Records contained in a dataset
- Opening Delimiter -

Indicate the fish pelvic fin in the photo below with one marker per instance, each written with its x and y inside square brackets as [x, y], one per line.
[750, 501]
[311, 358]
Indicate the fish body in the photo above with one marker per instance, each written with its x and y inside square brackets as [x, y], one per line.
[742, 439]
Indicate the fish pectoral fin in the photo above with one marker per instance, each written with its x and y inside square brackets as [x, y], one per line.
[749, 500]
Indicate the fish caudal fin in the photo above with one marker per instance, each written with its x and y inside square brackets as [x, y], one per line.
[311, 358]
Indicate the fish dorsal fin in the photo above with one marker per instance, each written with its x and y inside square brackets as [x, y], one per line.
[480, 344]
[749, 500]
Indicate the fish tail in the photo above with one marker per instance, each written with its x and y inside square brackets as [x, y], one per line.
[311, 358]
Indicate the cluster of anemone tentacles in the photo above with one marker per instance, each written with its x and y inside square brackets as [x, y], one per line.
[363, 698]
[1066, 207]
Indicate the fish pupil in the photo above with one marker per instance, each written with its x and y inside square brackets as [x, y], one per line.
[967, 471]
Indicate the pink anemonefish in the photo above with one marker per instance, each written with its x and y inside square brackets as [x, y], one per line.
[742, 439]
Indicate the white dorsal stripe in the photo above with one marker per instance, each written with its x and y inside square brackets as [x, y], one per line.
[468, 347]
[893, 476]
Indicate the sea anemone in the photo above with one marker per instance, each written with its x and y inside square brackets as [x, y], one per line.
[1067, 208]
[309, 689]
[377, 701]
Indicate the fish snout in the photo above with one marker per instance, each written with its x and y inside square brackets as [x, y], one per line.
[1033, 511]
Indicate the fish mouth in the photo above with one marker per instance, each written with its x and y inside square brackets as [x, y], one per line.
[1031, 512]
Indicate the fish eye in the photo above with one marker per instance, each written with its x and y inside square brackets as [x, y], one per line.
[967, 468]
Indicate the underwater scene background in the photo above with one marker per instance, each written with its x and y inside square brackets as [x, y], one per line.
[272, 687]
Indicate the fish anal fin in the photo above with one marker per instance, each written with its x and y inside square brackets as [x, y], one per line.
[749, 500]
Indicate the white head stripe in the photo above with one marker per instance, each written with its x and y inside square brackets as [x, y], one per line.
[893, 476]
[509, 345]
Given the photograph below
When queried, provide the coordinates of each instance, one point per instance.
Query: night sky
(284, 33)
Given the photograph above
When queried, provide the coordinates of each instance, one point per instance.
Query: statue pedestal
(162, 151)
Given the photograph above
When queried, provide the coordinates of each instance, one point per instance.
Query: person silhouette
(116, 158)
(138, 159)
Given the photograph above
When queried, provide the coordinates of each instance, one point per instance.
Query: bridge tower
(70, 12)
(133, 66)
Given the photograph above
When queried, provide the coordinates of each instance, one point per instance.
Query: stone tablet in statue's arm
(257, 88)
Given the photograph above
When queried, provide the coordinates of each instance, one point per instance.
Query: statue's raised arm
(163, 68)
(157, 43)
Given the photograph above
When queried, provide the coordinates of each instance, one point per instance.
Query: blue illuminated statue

- Closing Delimiter -

■ **PROBLEM DESCRIPTION**: All of the entries above must be output word for word.

■ **EXERCISE RESPONSE**:
Indicate the fish pelvic fin in the photo below with one marker per instance, each written with its x and y inside square brackets as [x, y], one per line.
[750, 501]
[311, 358]
Indicate the fish body in the photo above with one marker per instance, each written with its x and y inside square brackets as [x, y], one per line.
[742, 439]
Indicate the fish pectoral fin in the photo above with one marker per instance, each written with its x and y inside square brackets as [x, y], one per line.
[749, 500]
Indicate the fish caudal fin in the photo above with one marker per instance, each written with its x and y inside square brackets as [x, y], one per line.
[311, 358]
Indicate the fish dorsal fin in the photo above with one marker per instance, each written with its x and y inside square brackets as [x, y], one per line.
[480, 344]
[749, 500]
Indicate the fish tail in the photo above with one marker per instance, each written with its x and y inside square brackets as [x, y], one per line.
[311, 358]
Indicate the cluster of anemone tentacles in the photo above with one marker per instance, each written with its x and y inside square brackets as [x, y], one per line.
[363, 698]
[1066, 207]
Indicate the fish pupil in the photo above with one marker per instance, each written with its x and y inside square brackets as [x, y], one per line.
[967, 471]
Indicate the pink anemonefish in the photo above with one marker per instance, each written with its x and y inside square brackets as [x, y], one per line.
[742, 439]
Indicate the white dorsal stripe in the photo above with one marker per instance, each written with its x and y inside square brackets as [x, y], one per line.
[468, 347]
[893, 476]
Indicate the sea anemone in the photo above with one marker per instance, each written with its x and y inside square brackets as [x, y], one per line.
[1067, 208]
[309, 689]
[377, 701]
Indicate the fish snout in the photo above with one marker per instance, each written with its x and y inside square brackets as [x, y], one per line.
[1033, 511]
Indicate the fish mouth in the photo above with one marker per instance, each written with its x and y inside square brackets as [x, y], one per line.
[1031, 512]
Indicate the fish eye in the photo above with one marker per instance, each written with its x and y inside square brackets as [x, y], one per line.
[967, 468]
Indicate the underwater scene background in the photo above with one marker per instance, each written with its x and y inside square brackets as [x, y], one per line.
[272, 687]
Indicate the fish anal fin in the photo above with one marker per instance, each written with its x and y inside square brackets as [x, y], one per line.
[749, 500]
Indicate the white head stripe in the photo above with one marker per instance, each written with its x and y inside square brackets as [x, y], one per line.
[893, 476]
[509, 345]
Given the photograph below
When queried, provide the coordinates of each instance, one point per instance.
Query: night sky
(284, 33)
Given the photograph above
When queried, provide the coordinates of each instance, one point per instance.
Query: statue pedestal
(162, 151)
Given the photograph above
When queried, provide the coordinates of each instance, one point per instance.
Query: person silhouette
(116, 158)
(138, 159)
Given the photograph above
When queried, provide the coordinates of each instance, one point per instance.
Query: bridge tower
(70, 12)
(133, 66)
Given the photograph above
When queried, provide the coordinates of each instance, one point per instance.
Query: stone tablet in statue's arm
(257, 88)
Given the photograph above
When queried, provide the coordinates of each instance, one point per instance.
Query: statue's raised arm
(163, 68)
(157, 43)
Given the photograph above
When queried, provide the coordinates of each instance, one point per instance.
Query: blue illuminated statue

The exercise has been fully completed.